• _TASK_: Everything in the listing below needs to be retyped exactly.

▽

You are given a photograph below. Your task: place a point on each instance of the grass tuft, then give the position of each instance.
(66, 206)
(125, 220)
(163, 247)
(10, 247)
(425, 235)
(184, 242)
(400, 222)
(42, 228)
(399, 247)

△

• _SOLUTION FOR THIS TASK_:
You are given a photograph below. Your task: place a point on each instance of the grass tuft, then give the position of each instance.
(66, 206)
(125, 220)
(163, 247)
(10, 247)
(425, 235)
(184, 242)
(400, 222)
(42, 228)
(399, 247)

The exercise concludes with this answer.